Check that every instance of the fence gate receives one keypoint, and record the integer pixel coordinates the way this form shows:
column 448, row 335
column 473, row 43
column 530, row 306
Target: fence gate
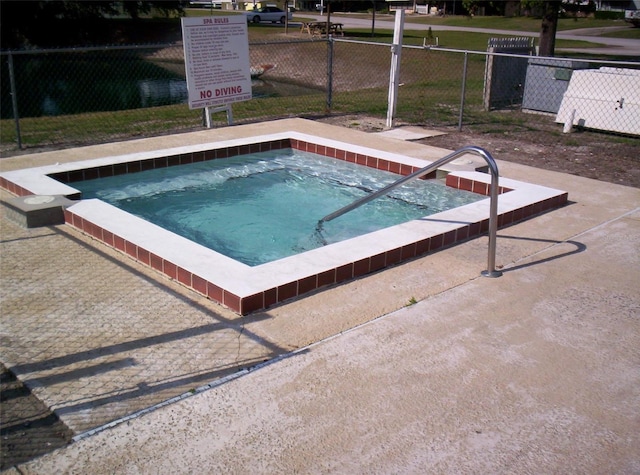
column 505, row 76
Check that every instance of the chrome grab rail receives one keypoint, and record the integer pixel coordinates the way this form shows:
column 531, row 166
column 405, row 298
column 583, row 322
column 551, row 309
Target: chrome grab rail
column 493, row 195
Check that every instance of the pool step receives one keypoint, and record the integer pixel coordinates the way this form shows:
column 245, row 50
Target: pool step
column 34, row 211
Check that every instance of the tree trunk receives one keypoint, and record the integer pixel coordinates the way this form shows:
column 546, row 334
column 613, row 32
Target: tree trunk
column 549, row 27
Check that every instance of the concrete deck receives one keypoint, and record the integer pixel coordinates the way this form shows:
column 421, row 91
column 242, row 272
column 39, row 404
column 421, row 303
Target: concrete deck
column 535, row 371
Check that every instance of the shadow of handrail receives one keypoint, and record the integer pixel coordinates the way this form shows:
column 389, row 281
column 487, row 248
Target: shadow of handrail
column 579, row 247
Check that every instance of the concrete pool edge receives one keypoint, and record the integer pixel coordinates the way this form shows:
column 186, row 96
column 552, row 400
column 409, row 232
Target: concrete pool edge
column 244, row 289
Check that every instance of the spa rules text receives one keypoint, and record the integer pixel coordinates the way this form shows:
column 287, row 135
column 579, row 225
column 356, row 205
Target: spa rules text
column 216, row 55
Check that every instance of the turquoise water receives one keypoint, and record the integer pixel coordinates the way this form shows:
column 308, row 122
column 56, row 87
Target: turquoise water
column 261, row 207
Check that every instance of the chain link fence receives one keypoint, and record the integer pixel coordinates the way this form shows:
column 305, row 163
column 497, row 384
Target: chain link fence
column 68, row 97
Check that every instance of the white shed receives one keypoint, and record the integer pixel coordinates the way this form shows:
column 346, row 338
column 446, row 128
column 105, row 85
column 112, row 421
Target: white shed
column 604, row 99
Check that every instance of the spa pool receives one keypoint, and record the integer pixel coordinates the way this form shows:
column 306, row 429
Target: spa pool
column 244, row 288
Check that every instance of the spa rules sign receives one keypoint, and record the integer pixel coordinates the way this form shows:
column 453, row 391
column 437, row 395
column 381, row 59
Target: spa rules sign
column 216, row 55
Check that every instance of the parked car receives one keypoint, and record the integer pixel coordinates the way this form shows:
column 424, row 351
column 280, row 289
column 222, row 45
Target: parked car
column 633, row 17
column 272, row 14
column 206, row 4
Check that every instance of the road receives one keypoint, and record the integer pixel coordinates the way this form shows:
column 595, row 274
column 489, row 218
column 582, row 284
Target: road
column 610, row 46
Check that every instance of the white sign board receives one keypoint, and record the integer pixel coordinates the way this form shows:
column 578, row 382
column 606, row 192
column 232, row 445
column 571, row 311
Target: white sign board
column 216, row 55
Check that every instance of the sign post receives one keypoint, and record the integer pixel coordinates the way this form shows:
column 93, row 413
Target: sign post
column 396, row 52
column 216, row 54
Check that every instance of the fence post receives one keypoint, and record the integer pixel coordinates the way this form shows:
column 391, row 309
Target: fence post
column 329, row 75
column 14, row 101
column 464, row 89
column 394, row 73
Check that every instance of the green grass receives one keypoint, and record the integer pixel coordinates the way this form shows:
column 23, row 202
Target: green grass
column 531, row 24
column 434, row 99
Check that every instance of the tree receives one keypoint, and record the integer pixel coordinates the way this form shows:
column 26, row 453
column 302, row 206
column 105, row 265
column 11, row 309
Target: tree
column 549, row 27
column 550, row 12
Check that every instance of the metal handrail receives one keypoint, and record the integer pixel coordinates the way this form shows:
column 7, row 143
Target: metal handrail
column 493, row 196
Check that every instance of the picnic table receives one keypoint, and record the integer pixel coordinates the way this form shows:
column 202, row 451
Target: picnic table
column 320, row 28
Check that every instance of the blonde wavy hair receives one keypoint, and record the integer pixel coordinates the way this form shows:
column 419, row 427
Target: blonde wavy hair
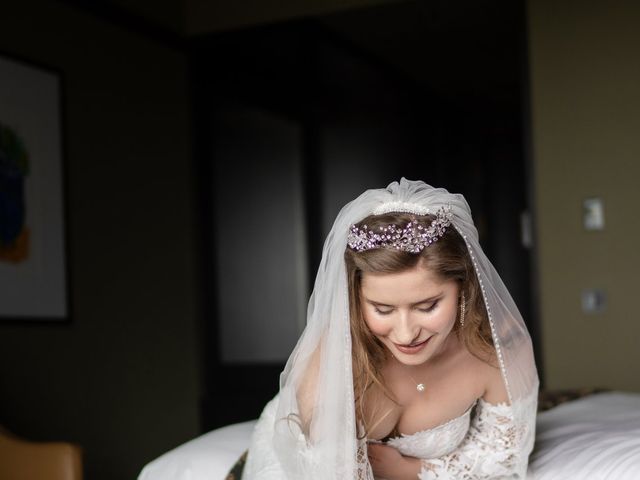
column 449, row 259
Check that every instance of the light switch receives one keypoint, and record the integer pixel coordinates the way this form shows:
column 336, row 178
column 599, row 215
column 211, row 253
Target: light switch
column 593, row 300
column 593, row 218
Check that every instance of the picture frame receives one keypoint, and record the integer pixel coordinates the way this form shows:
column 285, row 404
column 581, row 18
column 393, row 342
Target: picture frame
column 33, row 252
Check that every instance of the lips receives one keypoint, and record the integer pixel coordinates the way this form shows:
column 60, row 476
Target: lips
column 413, row 348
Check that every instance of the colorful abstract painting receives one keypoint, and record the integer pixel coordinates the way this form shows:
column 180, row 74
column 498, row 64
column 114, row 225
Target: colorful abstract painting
column 33, row 263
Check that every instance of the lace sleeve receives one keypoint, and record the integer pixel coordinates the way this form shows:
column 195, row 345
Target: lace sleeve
column 496, row 446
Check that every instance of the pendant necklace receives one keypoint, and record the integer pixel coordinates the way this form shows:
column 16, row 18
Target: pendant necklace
column 419, row 386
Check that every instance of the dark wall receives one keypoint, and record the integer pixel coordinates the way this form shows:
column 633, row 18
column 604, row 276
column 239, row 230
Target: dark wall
column 121, row 379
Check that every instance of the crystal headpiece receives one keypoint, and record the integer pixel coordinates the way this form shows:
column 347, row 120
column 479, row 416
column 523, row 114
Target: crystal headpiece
column 412, row 238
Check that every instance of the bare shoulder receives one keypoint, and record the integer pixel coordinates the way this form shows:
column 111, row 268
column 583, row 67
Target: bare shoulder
column 486, row 375
column 494, row 388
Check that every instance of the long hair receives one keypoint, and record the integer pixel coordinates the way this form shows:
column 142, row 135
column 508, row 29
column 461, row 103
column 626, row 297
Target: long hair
column 447, row 258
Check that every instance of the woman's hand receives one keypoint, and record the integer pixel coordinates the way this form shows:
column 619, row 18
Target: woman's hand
column 389, row 464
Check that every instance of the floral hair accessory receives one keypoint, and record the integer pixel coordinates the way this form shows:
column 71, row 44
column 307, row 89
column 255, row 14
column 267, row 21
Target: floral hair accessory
column 413, row 238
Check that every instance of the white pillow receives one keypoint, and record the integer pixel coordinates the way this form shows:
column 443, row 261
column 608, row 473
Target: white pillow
column 596, row 437
column 208, row 457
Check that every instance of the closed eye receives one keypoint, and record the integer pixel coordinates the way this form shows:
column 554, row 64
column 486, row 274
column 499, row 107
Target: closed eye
column 382, row 312
column 430, row 308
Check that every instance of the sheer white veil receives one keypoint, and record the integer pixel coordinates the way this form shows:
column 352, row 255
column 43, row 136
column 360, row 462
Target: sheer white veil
column 329, row 449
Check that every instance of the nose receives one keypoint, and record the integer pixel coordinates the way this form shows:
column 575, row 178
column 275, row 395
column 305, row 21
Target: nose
column 406, row 330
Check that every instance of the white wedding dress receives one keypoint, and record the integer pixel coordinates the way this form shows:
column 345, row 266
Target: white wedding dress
column 485, row 442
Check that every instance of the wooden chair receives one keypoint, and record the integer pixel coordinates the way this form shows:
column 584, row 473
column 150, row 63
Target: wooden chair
column 24, row 460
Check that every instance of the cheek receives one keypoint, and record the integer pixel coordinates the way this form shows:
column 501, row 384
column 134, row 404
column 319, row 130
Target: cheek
column 447, row 317
column 378, row 326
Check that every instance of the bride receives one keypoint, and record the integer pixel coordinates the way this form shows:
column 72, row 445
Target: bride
column 415, row 362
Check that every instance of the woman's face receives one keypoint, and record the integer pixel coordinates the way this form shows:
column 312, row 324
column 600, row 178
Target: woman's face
column 411, row 313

◆ PROBLEM DESCRIPTION
Can you copy every one of the rows above word for word, leaving the pictures out?

◆ RESULT FOR THIS TASK
Check that every instance of the fence gate receives one keypoint, and record the integer pixel coordinates the way this form shows:
column 448, row 335
column 473, row 43
column 530, row 306
Target: fence gate
column 505, row 76
Check that every instance of the chrome grab rail receives one keypoint, and record the integer pixel coordinates the way this form shows:
column 531, row 166
column 405, row 298
column 583, row 322
column 551, row 309
Target: chrome grab rail
column 493, row 195
Check that every instance of the pool step receives one keypoint, and record the integer pixel coordinates the way this form shows:
column 245, row 50
Target: pool step
column 34, row 211
Check that every instance of the tree trunk receives one keypoint, and record the integer pixel coordinates the way this form shows:
column 546, row 334
column 613, row 32
Target: tree trunk
column 549, row 27
Check that every instance of the concrete deck receives one keypoint, and record the integer pixel coordinates the way this form shows:
column 421, row 91
column 242, row 272
column 39, row 404
column 421, row 303
Target: concrete deck
column 535, row 371
Check that every instance of the shadow of handrail receives one keypoint, and record the integer pixel coordinates the way this form shows:
column 389, row 281
column 487, row 248
Target: shadow of handrail
column 579, row 247
Check that every instance of the concrete pool edge receives one keypoint, and record the integer pixel coordinates the way this form shows:
column 186, row 96
column 552, row 400
column 409, row 232
Target: concrete pool edge
column 244, row 289
Check that every instance of the spa rules text receives one keypoint, and record the integer pixel coordinates the way this form shows:
column 287, row 135
column 579, row 225
column 356, row 205
Target: spa rules text
column 216, row 55
Check that every instance of the turquoise water receives one keypoint, and record the integer pixel coordinates the way this form shows:
column 308, row 122
column 56, row 87
Target: turquoise water
column 261, row 207
Check that every instance of the chain link fence receives one keypoint, and record the integer pixel coordinates the way this form shows:
column 305, row 163
column 497, row 384
Target: chain link fence
column 68, row 97
Check that every instance of the white shed receives one keypoint, and record the integer pixel coordinates the way this form shows:
column 346, row 338
column 446, row 128
column 105, row 85
column 112, row 421
Target: white shed
column 604, row 99
Check that every instance of the spa pool receives one keypoint, and record the integer pixel coordinates the way this form shows:
column 306, row 429
Target: spa pool
column 244, row 288
Check that every instance of the spa rules sign receives one keypoint, and record the integer pixel coordinates the way this form shows:
column 453, row 391
column 437, row 395
column 381, row 59
Target: spa rules sign
column 216, row 55
Check that every instance of the parked car receives one keypoint, and record the integer pixel coordinates the way this form shows:
column 424, row 351
column 280, row 289
column 222, row 45
Target: parked car
column 633, row 17
column 272, row 14
column 206, row 4
Check that every instance of the road receives one keypoint, and record the integer pixel coordinates the way this form shows:
column 595, row 274
column 489, row 218
column 582, row 284
Target: road
column 610, row 46
Check that every instance of the white sign board receives one keypoint, and record the integer pixel coordinates the way this form shows:
column 578, row 382
column 606, row 192
column 232, row 445
column 571, row 311
Target: white sign board
column 216, row 55
Check that every instance of the sign post receives one keypoint, and record the integer pixel coordinates the way this form shows:
column 93, row 413
Target: sign post
column 396, row 52
column 216, row 54
Check that every instance of the fence post receives one keypoint, and record the integer pixel coordinates the way this form shows:
column 391, row 309
Target: fence post
column 329, row 75
column 14, row 101
column 464, row 89
column 394, row 73
Check that every instance of the green grass receives one keypoint, and record the integer pixel coordinates the way this form shows:
column 23, row 202
Target: green grass
column 531, row 24
column 434, row 99
Check that every instance of the tree receives one keypoint, and record the integer pixel coordinates the way this form shows:
column 26, row 453
column 302, row 206
column 105, row 265
column 11, row 309
Target: tree
column 549, row 27
column 550, row 12
Check that every instance of the metal handrail receives one keypoint, and record the integer pixel coordinates the way this form shows:
column 7, row 143
Target: metal handrail
column 493, row 196
Check that every instance of the picnic table receives one keypoint, and record the integer pixel coordinates the way this form shows:
column 202, row 451
Target: picnic table
column 320, row 28
Check that every instance of the blonde wavy hair receives one keypoint, and record the integer pixel coordinates the way this form shows:
column 419, row 427
Target: blonde wavy hair
column 449, row 259
Check that every instance of the light switch receives one keypoint, and record the integer pixel coordinates the way this form shows:
column 336, row 178
column 599, row 215
column 211, row 253
Target: light switch
column 593, row 300
column 593, row 218
Check that every instance of the picture frame receives one keypoint, and record the integer pixel coordinates the way this form shows:
column 285, row 404
column 581, row 18
column 393, row 342
Target: picture frame
column 33, row 252
Check that every instance of the lips receives one keypoint, and record the integer pixel coordinates the way this form shows:
column 60, row 476
Target: lips
column 413, row 348
Check that every instance of the colorful abstract painting receives one keypoint, and record the integer pixel coordinates the way this form shows:
column 180, row 74
column 498, row 64
column 114, row 225
Target: colorful abstract painting
column 33, row 263
Check that every instance of the lace sleeve receives one keypoint, and record the integer pixel coordinates the way this form shows:
column 195, row 345
Target: lace sleeve
column 496, row 446
Check that every instance of the pendant necklace receives one keypoint, and record the integer pixel coordinates the way this form shows:
column 16, row 18
Target: pendant necklace
column 419, row 386
Check that every instance of the dark wall receives one keypoint, and record the integer pixel coordinates the way this form shows:
column 633, row 18
column 604, row 276
column 239, row 230
Target: dark wall
column 121, row 379
Check that every instance of the crystal headpiece receives one keypoint, and record the integer pixel coordinates the way this form shows:
column 347, row 120
column 479, row 416
column 523, row 114
Target: crystal headpiece
column 412, row 238
Check that every instance of the bare shoulder receives one keypoint, and record the integer pixel coordinates the way this form shows:
column 111, row 268
column 583, row 67
Target: bare shoulder
column 486, row 375
column 494, row 388
Check that every instance of the long hair receives one keypoint, and record the integer pixel coordinates the way this form shows:
column 142, row 135
column 508, row 29
column 461, row 103
column 626, row 297
Target: long hair
column 447, row 258
Check that every instance of the woman's hand receives one keypoint, and record the integer pixel coordinates the way this form shows:
column 619, row 18
Target: woman's hand
column 389, row 464
Check that every instance of the floral hair accessory receives one keypoint, and record the integer pixel coordinates the way this form shows:
column 71, row 44
column 307, row 89
column 255, row 14
column 267, row 21
Target: floral hair accessory
column 413, row 238
Check that every instance of the white pillow receives one keypoint, and record the integer pixel coordinates the way this form shows:
column 443, row 261
column 608, row 473
Target: white pillow
column 596, row 437
column 208, row 457
Check that every instance of the closed eye receives one keypoint, and record the integer pixel coordinates the way this form shows:
column 554, row 64
column 486, row 274
column 499, row 107
Target: closed eye
column 382, row 312
column 430, row 308
Check that every instance of the sheer white veil receives one keypoint, and record the integer pixel coordinates the way this form shows:
column 352, row 255
column 43, row 136
column 360, row 462
Target: sheer white veil
column 329, row 449
Check that every instance of the nose receives one keypoint, and record the integer pixel coordinates the way this form shows:
column 575, row 178
column 275, row 395
column 305, row 21
Target: nose
column 406, row 330
Check that every instance of the white wedding dress receives one keypoint, and record the integer pixel coordinates the way this form shows:
column 345, row 266
Target: white wedding dress
column 485, row 442
Check that every instance of the wooden chair receives one keypoint, and record the integer pixel coordinates the way this form shows:
column 584, row 473
column 150, row 63
Target: wooden chair
column 24, row 460
Check that every instance of the cheek receives one keypoint, and record the integer pixel coordinates the way this form shows:
column 501, row 384
column 134, row 404
column 319, row 130
Target: cheek
column 447, row 317
column 378, row 326
Check that every instance of the bride receives one keypoint, and record the integer pixel coordinates the way this form shows:
column 72, row 445
Target: bride
column 415, row 362
Check that every instance of the woman's face receives one keypoint, and record the integer pixel coordinates the way this form shows:
column 312, row 324
column 600, row 178
Target: woman's face
column 411, row 313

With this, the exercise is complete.